Data excerpts |
● ● ● ● ●

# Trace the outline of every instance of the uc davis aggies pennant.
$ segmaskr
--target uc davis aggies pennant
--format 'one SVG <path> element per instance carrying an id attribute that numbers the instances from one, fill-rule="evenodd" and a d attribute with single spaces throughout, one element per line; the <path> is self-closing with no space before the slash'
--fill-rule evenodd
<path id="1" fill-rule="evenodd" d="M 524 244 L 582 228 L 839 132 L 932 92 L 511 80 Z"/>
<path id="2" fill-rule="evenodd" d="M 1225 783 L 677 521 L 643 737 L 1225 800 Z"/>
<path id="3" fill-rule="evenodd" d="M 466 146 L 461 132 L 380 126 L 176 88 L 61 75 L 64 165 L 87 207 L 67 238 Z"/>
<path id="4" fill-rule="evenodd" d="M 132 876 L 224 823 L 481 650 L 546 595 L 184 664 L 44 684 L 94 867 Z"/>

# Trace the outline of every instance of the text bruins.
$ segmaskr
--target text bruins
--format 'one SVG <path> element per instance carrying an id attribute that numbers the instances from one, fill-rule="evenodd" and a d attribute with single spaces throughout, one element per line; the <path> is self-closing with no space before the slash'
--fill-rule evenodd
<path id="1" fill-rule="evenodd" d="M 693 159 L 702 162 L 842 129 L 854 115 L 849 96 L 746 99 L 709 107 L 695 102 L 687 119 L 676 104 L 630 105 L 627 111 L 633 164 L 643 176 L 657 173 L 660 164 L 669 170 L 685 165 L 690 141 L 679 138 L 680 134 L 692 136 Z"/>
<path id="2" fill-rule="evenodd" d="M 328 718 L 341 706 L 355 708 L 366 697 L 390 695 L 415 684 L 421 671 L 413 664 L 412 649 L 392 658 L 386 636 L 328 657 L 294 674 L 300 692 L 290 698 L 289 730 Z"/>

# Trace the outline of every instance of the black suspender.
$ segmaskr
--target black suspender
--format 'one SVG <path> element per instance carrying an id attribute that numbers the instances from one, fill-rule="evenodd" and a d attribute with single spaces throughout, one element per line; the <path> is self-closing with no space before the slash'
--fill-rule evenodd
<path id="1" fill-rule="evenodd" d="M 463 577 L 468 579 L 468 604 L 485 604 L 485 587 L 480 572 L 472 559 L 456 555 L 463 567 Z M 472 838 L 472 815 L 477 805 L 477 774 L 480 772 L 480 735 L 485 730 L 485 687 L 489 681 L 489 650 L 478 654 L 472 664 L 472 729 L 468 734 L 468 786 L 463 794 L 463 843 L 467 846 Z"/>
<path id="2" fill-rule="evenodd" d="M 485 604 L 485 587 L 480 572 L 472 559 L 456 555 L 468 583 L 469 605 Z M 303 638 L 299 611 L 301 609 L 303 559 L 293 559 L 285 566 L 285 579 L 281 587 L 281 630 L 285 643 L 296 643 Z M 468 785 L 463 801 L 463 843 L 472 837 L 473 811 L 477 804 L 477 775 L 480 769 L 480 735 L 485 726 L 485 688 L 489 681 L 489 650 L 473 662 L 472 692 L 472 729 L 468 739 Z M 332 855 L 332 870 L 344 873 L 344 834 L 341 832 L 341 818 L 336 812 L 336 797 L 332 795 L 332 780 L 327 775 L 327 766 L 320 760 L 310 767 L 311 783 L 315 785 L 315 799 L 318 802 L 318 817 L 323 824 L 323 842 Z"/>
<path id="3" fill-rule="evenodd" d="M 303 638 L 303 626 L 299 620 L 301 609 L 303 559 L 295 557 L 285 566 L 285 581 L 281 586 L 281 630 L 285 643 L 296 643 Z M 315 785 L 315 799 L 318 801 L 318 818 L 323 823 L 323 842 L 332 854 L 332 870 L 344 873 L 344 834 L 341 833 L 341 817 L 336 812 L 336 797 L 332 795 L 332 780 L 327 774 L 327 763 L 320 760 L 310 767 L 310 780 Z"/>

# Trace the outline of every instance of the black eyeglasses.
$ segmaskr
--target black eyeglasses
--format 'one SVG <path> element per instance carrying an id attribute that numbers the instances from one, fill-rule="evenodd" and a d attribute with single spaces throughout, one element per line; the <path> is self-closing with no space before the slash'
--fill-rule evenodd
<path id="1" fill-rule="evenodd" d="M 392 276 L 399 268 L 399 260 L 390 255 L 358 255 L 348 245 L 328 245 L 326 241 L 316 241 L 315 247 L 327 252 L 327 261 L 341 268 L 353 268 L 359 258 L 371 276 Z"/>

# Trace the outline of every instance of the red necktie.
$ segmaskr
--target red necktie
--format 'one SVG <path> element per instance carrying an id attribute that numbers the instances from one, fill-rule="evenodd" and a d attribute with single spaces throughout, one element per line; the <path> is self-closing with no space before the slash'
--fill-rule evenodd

● ● ● ● ●

Job |
Reproduce the listing above with every occurrence of "Trace the outline of" changed to "Draw the contour of" and everything else left the same.

The completed task |
# Draw the contour of every instance of the uc davis aggies pennant.
$ segmaskr
--target uc davis aggies pennant
--format 'one SVG <path> element per instance carrying an id attribute that numbers the instances from one, fill-rule="evenodd" and a d attribute with single spaces throughout, one element per line; the <path> is self-closing with no space before the slash'
--fill-rule evenodd
<path id="1" fill-rule="evenodd" d="M 524 244 L 582 228 L 839 132 L 932 92 L 511 80 Z"/>
<path id="2" fill-rule="evenodd" d="M 1225 783 L 677 521 L 643 737 L 1225 800 Z"/>
<path id="3" fill-rule="evenodd" d="M 466 146 L 461 132 L 380 126 L 176 88 L 61 75 L 64 165 L 87 207 L 67 238 Z"/>
<path id="4" fill-rule="evenodd" d="M 132 876 L 224 823 L 481 650 L 546 595 L 184 664 L 44 684 L 94 867 Z"/>

# Draw the contour of every instance of the text bruins.
$ segmaskr
--target text bruins
--format 'one SVG <path> element per instance carrying an id attribute that numbers the instances from one, fill-rule="evenodd" and a d attribute with single spaces throughout, one element per line; the <path> is self-closing with no space before the slash'
--fill-rule evenodd
<path id="1" fill-rule="evenodd" d="M 693 159 L 702 162 L 842 129 L 854 115 L 849 96 L 746 99 L 709 107 L 695 102 L 687 119 L 676 104 L 630 105 L 627 111 L 633 164 L 643 176 L 657 173 L 660 164 L 669 170 L 685 165 L 690 141 L 679 138 L 680 134 L 692 136 Z"/>
<path id="2" fill-rule="evenodd" d="M 328 718 L 341 706 L 355 708 L 366 697 L 390 695 L 415 684 L 421 671 L 413 664 L 412 649 L 392 658 L 386 636 L 328 657 L 294 674 L 300 692 L 290 698 L 289 730 Z"/>

# Draw the contour of every instance of the black suspender.
$ segmaskr
--target black suspender
--format 'one SVG <path> element per instance carrying an id attribute that numbers the instances from one, fill-rule="evenodd" and a d attribute with single spaces throughout, one element per line; the <path> is self-closing with no space before the slash'
--fill-rule evenodd
<path id="1" fill-rule="evenodd" d="M 463 577 L 468 579 L 468 604 L 485 604 L 485 587 L 480 572 L 472 559 L 456 555 L 463 567 Z M 472 838 L 472 815 L 477 805 L 477 774 L 480 772 L 480 735 L 485 730 L 485 687 L 489 681 L 489 650 L 478 654 L 472 664 L 472 729 L 468 734 L 468 786 L 463 794 L 463 843 L 467 846 Z"/>
<path id="2" fill-rule="evenodd" d="M 485 604 L 485 587 L 480 572 L 472 559 L 456 555 L 468 583 L 469 605 Z M 303 638 L 299 611 L 301 609 L 303 559 L 293 559 L 285 566 L 285 579 L 281 587 L 281 630 L 285 643 L 296 643 Z M 468 785 L 463 801 L 463 843 L 472 837 L 473 811 L 477 804 L 477 775 L 480 769 L 480 735 L 485 726 L 485 688 L 489 681 L 489 650 L 473 662 L 472 692 L 472 729 L 468 739 Z M 332 855 L 332 870 L 344 873 L 344 834 L 341 832 L 341 818 L 336 812 L 336 797 L 332 795 L 332 780 L 327 775 L 327 766 L 320 760 L 310 767 L 311 783 L 315 785 L 315 799 L 318 802 L 318 817 L 323 824 L 323 842 Z"/>
<path id="3" fill-rule="evenodd" d="M 303 638 L 303 626 L 299 620 L 301 609 L 303 559 L 295 557 L 285 566 L 285 581 L 281 586 L 281 630 L 285 643 L 296 643 Z M 315 785 L 315 799 L 318 801 L 318 818 L 323 823 L 323 842 L 332 854 L 332 870 L 344 873 L 344 834 L 341 833 L 341 817 L 336 812 L 336 797 L 332 795 L 332 780 L 327 774 L 327 763 L 320 760 L 310 767 L 310 780 Z"/>

# Draw the contour of every instance of the black eyeglasses.
$ segmaskr
--target black eyeglasses
--format 'one SVG <path> element per instance carrying an id attribute that numbers the instances from one, fill-rule="evenodd" and a d attribute with single spaces throughout, one element per line; the <path> is self-closing with no space before the slash'
--fill-rule evenodd
<path id="1" fill-rule="evenodd" d="M 392 276 L 399 268 L 399 260 L 390 255 L 358 255 L 348 245 L 328 245 L 326 241 L 316 241 L 315 247 L 327 252 L 327 261 L 341 268 L 353 268 L 359 258 L 371 276 Z"/>

# Draw the contour of every instance of the red necktie.
$ segmaskr
--target red necktie
--format 'one SVG <path> element per instance carrying an id attribute that numbers the instances from one, fill-rule="evenodd" and a d attribute with single spaces throughout, one element per line; the <path> is self-closing with no space before the slash'
--fill-rule evenodd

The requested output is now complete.